__Rows contained in a dataset__.
┄┄┄┄┄┄┄┄┄┄
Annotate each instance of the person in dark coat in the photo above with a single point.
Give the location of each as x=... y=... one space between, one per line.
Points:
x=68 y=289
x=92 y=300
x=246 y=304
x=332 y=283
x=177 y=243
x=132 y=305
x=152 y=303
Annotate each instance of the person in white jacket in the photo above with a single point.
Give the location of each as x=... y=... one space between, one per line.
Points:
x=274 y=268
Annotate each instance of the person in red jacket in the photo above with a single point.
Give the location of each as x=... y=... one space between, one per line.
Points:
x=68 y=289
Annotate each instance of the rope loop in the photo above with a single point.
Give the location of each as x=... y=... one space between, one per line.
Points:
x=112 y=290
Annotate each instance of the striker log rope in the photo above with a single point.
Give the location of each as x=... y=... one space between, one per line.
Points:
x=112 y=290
┄┄┄┄┄┄┄┄┄┄
__GIVEN EXERCISE__. Put the lines above, from the one containing "Annotate each instance of the rope" through the end of the rows, both ends included, into a Markdown table with the columns No. and Line text, numbering each line and leaving out blank lines. Include no other lines.

__RESULT__.
| No. | Line text |
|---|---|
| 1 | Annotate each instance of the rope loop in the photo above with a single point. |
| 2 | Give the location of each as x=... y=... one space between, one per line. |
| 3 | Points: |
| 4 | x=112 y=290 |
| 5 | Annotate each instance of the striker log rope in the photo above with a single point. |
| 6 | Give the location of each as x=... y=... one space between, one per line. |
| 7 | Points: |
| 8 | x=112 y=290 |